Given passage »
Content starts
Hi all, I'm new here so apologies if this has already been discussed. I'm a teacher and often kick off my shoes and teach in bare feet. I'm wondering if I'm alone in this or if other people take their shoes off at work also? I guess for me it's linked to anxiety. As a teen, I suffered panic attacks and a therapist I saw when I was 19 suggested grounding exercises to help me relax when anxiety hit. The idea was to connect the soles of my feet to the ground and focus on sensations etc. It really worked for me and it's something I do daily now regardless of weather - head outside with my morning coffee and a cigarette and walk a few laps around my garden. I guess, somewhere along the way, I've associated bare feet with calmness and I find that it helps me relax while I'm teaching. I've had the odd questions from students and staff but nobody seems to have an issue with it and it's not as though I spend the whole day without shoes or walk around the building barefoot. Anyway, I guess I'm just wondering if anyone else does this?
My shoes often come off and get left under my desk. I will also wander around the office without them. No one seems to care.
sure, sometimes. of course, work involves swimming and boating so there's times that it would be real weird to have shoes on anyway.
Content ends
Retype, word for word, the part of the posts about going shoeless at work starting with "My shoes often" and going on through "shoes on anyway.".

Recorded data »
Content starts
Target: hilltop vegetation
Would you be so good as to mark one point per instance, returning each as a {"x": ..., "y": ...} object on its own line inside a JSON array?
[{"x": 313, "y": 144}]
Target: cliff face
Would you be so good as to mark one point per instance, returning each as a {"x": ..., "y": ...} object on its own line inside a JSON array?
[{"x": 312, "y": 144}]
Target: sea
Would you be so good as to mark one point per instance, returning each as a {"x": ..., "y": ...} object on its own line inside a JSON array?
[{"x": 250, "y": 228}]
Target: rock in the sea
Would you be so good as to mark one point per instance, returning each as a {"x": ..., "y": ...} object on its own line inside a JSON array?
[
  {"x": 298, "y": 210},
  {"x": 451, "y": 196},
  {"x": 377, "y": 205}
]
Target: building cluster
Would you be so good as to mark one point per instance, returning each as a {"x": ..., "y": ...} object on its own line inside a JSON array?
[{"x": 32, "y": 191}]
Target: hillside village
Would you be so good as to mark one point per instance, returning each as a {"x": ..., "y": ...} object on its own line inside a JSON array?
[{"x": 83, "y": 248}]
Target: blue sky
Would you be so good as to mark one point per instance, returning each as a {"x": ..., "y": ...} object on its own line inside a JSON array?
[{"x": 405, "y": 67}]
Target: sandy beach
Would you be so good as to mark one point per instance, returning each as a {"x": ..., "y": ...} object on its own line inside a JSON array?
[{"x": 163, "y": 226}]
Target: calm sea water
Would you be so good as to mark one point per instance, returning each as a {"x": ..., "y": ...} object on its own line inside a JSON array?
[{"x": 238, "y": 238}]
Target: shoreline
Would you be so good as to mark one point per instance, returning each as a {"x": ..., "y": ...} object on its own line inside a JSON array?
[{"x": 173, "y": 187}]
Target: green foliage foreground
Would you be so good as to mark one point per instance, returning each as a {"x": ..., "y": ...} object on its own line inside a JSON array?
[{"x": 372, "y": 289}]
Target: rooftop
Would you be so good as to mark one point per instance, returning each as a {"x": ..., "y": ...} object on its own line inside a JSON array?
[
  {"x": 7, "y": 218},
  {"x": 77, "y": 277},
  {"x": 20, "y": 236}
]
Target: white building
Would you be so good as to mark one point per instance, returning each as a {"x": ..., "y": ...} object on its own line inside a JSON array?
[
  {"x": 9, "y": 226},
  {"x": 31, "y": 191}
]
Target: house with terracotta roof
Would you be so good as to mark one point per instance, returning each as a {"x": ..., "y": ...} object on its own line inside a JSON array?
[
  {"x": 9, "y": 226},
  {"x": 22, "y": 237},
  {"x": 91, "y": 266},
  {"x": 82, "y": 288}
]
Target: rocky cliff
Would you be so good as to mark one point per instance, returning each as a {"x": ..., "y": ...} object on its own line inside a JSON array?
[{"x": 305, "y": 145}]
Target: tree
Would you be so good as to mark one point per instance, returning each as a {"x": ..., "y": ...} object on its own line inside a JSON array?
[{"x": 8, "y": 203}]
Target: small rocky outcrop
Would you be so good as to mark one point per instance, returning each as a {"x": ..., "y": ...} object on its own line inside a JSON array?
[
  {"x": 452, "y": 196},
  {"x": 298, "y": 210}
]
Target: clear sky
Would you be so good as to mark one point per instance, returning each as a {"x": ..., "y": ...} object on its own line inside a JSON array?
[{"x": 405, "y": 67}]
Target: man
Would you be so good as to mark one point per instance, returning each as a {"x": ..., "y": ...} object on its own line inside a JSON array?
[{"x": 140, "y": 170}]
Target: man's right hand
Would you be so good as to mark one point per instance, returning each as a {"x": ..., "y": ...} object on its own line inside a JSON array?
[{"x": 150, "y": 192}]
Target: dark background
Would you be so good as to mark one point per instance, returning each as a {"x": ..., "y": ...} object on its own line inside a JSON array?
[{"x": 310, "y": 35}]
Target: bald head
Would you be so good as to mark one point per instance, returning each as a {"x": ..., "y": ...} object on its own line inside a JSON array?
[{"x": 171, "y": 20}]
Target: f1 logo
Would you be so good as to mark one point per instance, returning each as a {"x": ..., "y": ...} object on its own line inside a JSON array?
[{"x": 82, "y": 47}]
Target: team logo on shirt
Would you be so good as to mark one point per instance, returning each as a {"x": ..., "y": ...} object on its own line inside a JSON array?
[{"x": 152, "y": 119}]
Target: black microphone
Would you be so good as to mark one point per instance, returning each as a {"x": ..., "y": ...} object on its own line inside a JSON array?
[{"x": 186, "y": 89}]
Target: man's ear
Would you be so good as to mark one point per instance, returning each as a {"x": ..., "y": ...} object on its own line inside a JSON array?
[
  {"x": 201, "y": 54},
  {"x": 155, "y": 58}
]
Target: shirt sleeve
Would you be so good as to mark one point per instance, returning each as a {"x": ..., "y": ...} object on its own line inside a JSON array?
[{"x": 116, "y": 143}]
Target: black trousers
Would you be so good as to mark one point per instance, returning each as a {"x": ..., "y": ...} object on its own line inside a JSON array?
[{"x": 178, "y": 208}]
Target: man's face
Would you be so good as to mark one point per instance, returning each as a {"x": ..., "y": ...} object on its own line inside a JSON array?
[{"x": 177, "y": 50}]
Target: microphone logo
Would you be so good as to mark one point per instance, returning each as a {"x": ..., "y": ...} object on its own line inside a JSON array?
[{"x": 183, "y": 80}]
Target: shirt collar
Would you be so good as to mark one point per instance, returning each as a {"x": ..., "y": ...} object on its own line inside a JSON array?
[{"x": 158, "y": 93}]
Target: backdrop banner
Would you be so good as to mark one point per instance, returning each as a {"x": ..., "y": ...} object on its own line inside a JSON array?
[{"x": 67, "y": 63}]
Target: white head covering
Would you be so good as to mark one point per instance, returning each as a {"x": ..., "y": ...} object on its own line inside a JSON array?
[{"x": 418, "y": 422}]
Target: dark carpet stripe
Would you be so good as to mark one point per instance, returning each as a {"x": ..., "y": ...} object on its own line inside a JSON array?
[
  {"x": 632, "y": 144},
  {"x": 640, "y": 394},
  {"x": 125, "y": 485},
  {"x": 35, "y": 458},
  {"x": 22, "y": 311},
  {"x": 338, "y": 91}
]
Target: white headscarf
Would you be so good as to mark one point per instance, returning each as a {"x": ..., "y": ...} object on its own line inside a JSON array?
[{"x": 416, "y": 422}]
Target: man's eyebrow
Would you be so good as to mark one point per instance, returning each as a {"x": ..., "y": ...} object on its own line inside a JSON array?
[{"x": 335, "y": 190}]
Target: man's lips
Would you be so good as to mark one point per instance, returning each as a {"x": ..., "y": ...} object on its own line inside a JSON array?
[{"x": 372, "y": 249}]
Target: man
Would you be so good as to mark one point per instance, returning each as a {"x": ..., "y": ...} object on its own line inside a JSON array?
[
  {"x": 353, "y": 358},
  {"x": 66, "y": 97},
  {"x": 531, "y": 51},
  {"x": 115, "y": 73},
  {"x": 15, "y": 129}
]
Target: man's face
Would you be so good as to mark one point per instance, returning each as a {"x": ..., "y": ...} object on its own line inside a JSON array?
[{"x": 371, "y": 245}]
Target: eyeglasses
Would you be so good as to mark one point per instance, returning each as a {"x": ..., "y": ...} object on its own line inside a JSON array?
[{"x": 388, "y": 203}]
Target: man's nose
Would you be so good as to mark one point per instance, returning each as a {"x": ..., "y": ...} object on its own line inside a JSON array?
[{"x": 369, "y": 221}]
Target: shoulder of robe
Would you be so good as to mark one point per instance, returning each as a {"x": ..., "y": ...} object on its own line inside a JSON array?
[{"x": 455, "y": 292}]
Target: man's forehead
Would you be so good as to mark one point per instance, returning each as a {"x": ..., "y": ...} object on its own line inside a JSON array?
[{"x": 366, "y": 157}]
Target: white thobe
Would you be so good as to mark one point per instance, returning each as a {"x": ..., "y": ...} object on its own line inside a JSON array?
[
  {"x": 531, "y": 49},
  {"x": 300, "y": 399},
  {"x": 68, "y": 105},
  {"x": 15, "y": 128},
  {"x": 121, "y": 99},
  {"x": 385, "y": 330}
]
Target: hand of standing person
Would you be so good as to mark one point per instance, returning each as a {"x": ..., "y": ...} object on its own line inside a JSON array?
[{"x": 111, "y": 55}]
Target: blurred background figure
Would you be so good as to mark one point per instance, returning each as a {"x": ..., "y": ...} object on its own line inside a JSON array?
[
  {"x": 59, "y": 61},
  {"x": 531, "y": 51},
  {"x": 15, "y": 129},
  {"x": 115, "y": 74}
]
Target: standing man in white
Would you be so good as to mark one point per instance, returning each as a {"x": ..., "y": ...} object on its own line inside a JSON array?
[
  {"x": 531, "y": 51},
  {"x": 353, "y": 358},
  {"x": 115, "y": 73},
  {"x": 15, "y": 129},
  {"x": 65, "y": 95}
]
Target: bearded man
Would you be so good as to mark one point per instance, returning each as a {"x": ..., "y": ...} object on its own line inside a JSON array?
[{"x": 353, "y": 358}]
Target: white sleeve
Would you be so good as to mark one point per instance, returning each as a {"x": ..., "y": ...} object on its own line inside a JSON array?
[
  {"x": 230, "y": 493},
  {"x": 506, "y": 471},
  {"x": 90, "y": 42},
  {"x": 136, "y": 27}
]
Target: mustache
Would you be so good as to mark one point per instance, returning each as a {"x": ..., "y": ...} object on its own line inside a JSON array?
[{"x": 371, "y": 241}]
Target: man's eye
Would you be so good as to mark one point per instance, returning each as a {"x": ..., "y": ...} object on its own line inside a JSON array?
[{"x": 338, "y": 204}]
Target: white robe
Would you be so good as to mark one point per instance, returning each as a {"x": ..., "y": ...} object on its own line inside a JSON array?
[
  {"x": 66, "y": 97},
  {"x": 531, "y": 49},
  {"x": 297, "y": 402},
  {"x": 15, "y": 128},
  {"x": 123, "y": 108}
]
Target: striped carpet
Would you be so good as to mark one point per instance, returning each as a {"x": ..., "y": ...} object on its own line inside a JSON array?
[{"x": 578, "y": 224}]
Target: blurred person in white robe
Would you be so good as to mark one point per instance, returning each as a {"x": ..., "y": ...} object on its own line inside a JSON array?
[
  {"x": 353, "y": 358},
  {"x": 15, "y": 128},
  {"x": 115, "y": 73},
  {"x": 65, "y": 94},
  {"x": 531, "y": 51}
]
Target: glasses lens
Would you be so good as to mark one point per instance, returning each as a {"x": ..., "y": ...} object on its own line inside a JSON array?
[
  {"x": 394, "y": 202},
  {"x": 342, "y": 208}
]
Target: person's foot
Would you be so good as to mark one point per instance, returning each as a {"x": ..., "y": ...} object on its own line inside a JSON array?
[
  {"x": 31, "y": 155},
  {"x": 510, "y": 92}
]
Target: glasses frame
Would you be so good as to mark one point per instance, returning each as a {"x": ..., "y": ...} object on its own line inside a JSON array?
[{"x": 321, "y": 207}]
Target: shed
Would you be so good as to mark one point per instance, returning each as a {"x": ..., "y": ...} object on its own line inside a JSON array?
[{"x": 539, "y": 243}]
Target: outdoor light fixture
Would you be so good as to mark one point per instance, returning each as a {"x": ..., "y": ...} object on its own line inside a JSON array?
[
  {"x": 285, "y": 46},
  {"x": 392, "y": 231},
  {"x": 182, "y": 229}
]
Content ends
Answer box »
My shoes often come off and get left under my desk. I will also wander around the office without them. No one seems to care.
sure, sometimes. of course, work involves swimming and boating so there's times that it would be real weird to have shoes on anyway.